Quote word for word everything in the article about Silicon Valley's Superfund sites from "From a story" down to "Ms. Armstrong lives.".

DOCUMENT TEXT →
^^^^^^^^^^^^^^^^
Federica Armstrong discovered when she moved to Palo Alto, Calif., that Silicon Valley is not what it seems.
The world’s capital of tech innovation prefers to keep its superlatives, good and bad, under wraps. Along its Prius-choked roads, it looks like Anywhere, U.S.A.: single-family-home suburbs south of San Francisco, bordered by chain stores, auto dealerships and corporate parks — lots of beige, boxy corporate parks.
Inside these plain vanilla buildings, where C.E.O.s in hoodies and jeans stockpile more money than the G.D.P. of developing countries, newly minted techies complain that “S.V.,” the world’s largest wealth generator, is too expensive and that its exhausting work culture is toxic.
So, too, is the land beneath their feet.
From its origins as a manufacturer of silicon chips and semiconductors, Santa Clara County is riddled with 23 toxic Superfund sites, more than any county in the country. This was news to Ms. Armstrong, who lives a mile from one of the sites. Ms. Armstrong, a freelance photographer, moved to Silicon Valley eight years ago not because of tech but in spite of it — she and her husband had followed his career in agribusiness from Malaysia to the Netherlands and Japan. She could ignore the world of start-ups — until she couldn’t.


The issue is no secret — Silicon Valley government officials are well-schooled on the sites and news organizations have written about them. Still, Silicon Valley’s Superfund sites rarely make news. Like other problems simmering below the surface — Facebook’s allowing millions of profiles to be used to aid political campaigns without users’ knowledge, say — it takes viral headlines to bring the issue to the public’s attention.
From a story in The Palo Alto Weekly, Ms. Armstrong learned that the Environmental Protection Agency had officially declared trichloroethylene (TCE), a solvent commonly found in degreasing agents, spot cleaners and old Silicon Valley semiconductor plants, a carcinogen. The compound is linked to heart malformations in exposed fetuses and wreaks havoc on the liver, kidneys and brain. The chemical was heavily used in the production of semiconductors and is the main toxin in 23 Superfund sites throughout the county.
Some of these sites, still under remediation, contain fully occupied office buildings, others are in or near parks and playgrounds. One, a former Hewlett-Packard property, is a soccer field within walking distance from where Ms. Armstrong lives.


“I wasn’t aware of Superfund sites,” she recalled, “and got intrigued by the notion of so many sites, 23, in Santa Clara County.” When she began to research the sites, she was struck by how many looked like ordinary places, with people going to and fro.
“So many, albeit still contaminated and in the process of being cleaned up, are used for a number of activities and commercial enterprises,” she said.
The companies that used TCE did so not knowing it would contaminate the soil and groundwater and take decades to clean up. Ms. Armstrong found out that the work done by the E.P.A. in Silicon Valley over the last 20 to 30 years to remediate contamination have set the standards for how Superfund sites are managed nationwide.
In some cases, however, the underground contamination has moved beyond the boundaries of the Superfund sites. “Vapor intrusion, when chemicals evaporate inside buildings and people are exposed to them, is a problem that needs ongoing monitoring,” Ms. Armstrong said.


She became a Superfund expert by poring over pages on the E.P.A. website and visiting every single site in Santa Clara County. The slow process of making images with a medium-format camera allowed her to take her time documenting what, at first glance, look like ordinary buildings and grounds. Her project, “In Plain Site” will eventually take her to all the Superfund sites in California — more than 100 of them.
Until then, her goal is to expose the issue to as wide an audience as possible, at least throughout Silicon Valley. With the Trump administration threatening significant cuts to the E.P.A. budget, including a 25 percent decrease in Superfund site cleanup, the issue needs wider awareness, she said. “Most sites are currently occupied by offices, some house some of the most prestigious companies of Silicon Valley,” she said. But others, she added, are completely obscured by their new life as retail spaces and private residences.
“Most people I talked to in the community seemed unaware of their presence,” she said. “Often, even the notion of Superfund sites is foreign to many people. We are used to taking for granted the safety of the environment we inhabit. I feel the need to pay more attention to it.”
^^^^^^^^^^^^^^^^
[Recorded data]
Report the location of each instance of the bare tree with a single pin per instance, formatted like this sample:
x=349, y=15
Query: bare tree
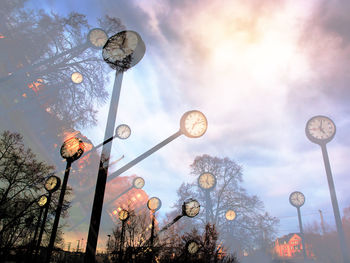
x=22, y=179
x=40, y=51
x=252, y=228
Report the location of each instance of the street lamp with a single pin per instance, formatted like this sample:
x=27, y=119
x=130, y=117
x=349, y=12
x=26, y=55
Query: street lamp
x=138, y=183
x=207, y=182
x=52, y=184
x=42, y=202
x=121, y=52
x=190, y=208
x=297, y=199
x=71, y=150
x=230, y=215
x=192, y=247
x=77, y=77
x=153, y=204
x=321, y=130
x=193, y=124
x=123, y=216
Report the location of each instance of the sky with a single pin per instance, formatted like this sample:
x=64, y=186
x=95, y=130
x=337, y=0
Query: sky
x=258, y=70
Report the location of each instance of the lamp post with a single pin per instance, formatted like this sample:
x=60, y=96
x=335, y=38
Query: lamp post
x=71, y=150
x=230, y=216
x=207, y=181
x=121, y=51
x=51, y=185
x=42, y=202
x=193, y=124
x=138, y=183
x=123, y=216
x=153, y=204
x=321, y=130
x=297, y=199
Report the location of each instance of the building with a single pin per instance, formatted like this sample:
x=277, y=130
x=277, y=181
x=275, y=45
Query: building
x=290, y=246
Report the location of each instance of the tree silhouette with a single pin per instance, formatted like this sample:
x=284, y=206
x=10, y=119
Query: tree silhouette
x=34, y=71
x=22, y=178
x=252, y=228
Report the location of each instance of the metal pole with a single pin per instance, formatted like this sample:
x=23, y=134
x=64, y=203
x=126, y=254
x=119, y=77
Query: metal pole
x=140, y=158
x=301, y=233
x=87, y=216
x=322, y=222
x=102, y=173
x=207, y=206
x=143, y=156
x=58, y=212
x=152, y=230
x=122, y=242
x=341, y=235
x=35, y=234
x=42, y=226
^^^^^^^^^^^^^^^^
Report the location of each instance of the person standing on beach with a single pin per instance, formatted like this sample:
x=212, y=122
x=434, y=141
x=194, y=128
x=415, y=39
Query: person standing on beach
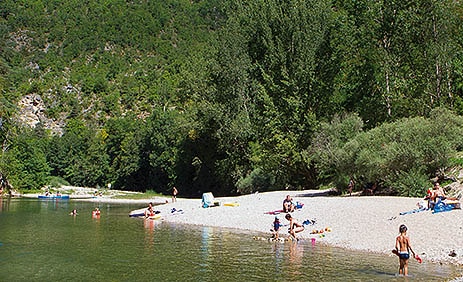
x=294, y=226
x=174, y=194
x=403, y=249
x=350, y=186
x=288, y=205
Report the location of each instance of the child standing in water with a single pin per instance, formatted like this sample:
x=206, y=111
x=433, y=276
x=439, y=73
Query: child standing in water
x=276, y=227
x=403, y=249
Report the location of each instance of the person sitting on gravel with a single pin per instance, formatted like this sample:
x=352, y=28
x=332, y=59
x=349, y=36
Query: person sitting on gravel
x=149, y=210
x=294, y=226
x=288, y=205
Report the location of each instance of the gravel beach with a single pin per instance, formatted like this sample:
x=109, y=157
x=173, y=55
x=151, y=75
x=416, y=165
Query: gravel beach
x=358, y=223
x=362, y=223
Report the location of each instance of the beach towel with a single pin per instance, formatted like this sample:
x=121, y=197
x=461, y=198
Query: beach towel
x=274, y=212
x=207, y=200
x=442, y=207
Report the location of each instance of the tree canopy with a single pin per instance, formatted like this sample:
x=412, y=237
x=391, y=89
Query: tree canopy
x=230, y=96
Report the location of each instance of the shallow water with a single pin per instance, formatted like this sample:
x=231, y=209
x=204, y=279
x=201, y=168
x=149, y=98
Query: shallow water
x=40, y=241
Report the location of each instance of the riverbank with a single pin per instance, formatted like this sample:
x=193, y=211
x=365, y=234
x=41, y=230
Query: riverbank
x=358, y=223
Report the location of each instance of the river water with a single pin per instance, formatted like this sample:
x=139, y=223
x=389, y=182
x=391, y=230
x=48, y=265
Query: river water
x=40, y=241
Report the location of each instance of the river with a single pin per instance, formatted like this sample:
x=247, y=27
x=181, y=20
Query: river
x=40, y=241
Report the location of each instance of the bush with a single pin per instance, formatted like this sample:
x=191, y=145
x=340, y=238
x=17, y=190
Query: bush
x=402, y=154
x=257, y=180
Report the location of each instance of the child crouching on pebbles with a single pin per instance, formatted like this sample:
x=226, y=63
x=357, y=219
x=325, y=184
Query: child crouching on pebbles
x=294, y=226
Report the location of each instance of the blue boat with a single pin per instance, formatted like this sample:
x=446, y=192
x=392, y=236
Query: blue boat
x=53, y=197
^^^^^^^^^^^^^^^^
TASK SOLUTION →
From a story in The Palo Alto Weekly, Ms. Armstrong learned that the Environmental Protection Agency had officially declared trichloroethylene (TCE), a solvent commonly found in degreasing agents, spot cleaners and old Silicon Valley semiconductor plants, a carcinogen. The compound is linked to heart malformations in exposed fetuses and wreaks havoc on the liver, kidneys and brain. The chemical was heavily used in the production of semiconductors and is the main toxin in 23 Superfund sites throughout the county.
Some of these sites, still under remediation, contain fully occupied office buildings, others are in or near parks and playgrounds. One, a former Hewlett-Packard property, is a soccer field within walking distance from where Ms. Armstrong lives.